§ **Dataset records**:
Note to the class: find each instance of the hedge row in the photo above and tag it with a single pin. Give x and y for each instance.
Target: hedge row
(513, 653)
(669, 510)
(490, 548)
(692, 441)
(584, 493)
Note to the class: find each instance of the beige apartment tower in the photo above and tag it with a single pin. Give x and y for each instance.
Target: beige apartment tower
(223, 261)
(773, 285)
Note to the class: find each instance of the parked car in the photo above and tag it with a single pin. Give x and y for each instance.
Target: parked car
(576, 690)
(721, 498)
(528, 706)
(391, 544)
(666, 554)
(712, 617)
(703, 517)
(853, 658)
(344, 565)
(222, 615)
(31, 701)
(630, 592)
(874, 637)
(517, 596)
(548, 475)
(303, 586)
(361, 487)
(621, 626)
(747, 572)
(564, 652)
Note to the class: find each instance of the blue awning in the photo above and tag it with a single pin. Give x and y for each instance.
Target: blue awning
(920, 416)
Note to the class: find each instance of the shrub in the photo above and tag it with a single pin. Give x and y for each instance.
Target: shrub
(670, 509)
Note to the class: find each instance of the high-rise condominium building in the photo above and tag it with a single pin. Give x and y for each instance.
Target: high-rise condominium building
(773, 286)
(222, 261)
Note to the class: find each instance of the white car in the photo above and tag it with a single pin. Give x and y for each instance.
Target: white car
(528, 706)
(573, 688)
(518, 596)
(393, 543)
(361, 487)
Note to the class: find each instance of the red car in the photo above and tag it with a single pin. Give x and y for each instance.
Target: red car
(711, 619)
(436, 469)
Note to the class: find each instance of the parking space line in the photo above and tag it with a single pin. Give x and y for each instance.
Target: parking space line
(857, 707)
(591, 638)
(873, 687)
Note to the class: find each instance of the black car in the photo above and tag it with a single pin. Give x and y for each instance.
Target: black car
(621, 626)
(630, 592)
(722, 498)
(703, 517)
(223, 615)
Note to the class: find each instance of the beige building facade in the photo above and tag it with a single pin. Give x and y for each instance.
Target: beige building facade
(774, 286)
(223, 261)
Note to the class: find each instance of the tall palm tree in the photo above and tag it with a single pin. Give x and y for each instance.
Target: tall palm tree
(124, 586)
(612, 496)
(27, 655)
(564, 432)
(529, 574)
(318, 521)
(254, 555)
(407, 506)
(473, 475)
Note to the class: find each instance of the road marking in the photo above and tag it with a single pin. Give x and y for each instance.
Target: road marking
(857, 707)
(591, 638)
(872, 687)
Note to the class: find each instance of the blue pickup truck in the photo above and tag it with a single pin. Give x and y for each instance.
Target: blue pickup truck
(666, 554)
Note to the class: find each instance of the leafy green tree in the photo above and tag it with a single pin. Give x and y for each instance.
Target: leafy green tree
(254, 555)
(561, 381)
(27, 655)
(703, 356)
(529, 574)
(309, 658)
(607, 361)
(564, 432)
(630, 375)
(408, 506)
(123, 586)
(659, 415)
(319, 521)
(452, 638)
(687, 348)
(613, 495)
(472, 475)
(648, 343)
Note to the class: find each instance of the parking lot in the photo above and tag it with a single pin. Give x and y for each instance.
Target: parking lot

§ **Your task**:
Starting with the line that contains "Note to the class: find each instance of the white", write out each line through the end of the listing, exactly as it appears, and include nothing else.

§ **The response**:
Note to the class: find each instance of the white car in the photo above and tag it with a single pin. Give x and y for each instance.
Target: white car
(528, 706)
(573, 688)
(518, 596)
(393, 543)
(361, 487)
Note to the class: find each instance of the red car in the photo above and tag it with a single pin. Give x and y for each instance.
Target: red car
(711, 619)
(436, 469)
Note to the class: find each instance of the parking space line in the photo above and tag it with a single pin. Give x and y for each instance.
Target: parking space line
(857, 707)
(591, 638)
(873, 687)
Note to the class: find each instance of the black car in the photo above and tag it with a single pin. Give x and y for each instance.
Target: black car
(621, 626)
(630, 592)
(722, 498)
(703, 517)
(223, 615)
Note to the class: find each instance of the beige building facade in the photo above and tag it with a single pin. Give x and y for each instance.
Target: beige building facade
(774, 286)
(223, 261)
Note to the class: find each instance of the tall palm tree in the photo above and tag it with a single pin. Give x and y for each instance.
Target: tall palm tree
(124, 586)
(612, 496)
(27, 655)
(564, 432)
(529, 574)
(318, 521)
(254, 555)
(407, 506)
(473, 475)
Note to the class: find each instance of the road marking in the photo above and tag it with a single pin. Give x and y for each instance.
Target: road marking
(857, 707)
(591, 638)
(872, 687)
Note to the class: find each instance of the blue pickup truck in the photo above and tag it with a single pin. Give x and y for each instance.
Target: blue pickup truck
(666, 554)
Note to the class: find each instance of the leafy green tree in the photo above and tag it with a single pin. Give x and y for each instance.
Target: leafy green tree
(254, 555)
(561, 381)
(27, 655)
(703, 356)
(529, 574)
(309, 658)
(607, 361)
(564, 432)
(630, 375)
(408, 506)
(123, 586)
(659, 415)
(319, 521)
(452, 638)
(687, 348)
(613, 495)
(472, 475)
(648, 343)
Note to the class: find each instance of the parking lot in the photo above and tag it with a single pin. Give x and y for each instance.
Target: parking lot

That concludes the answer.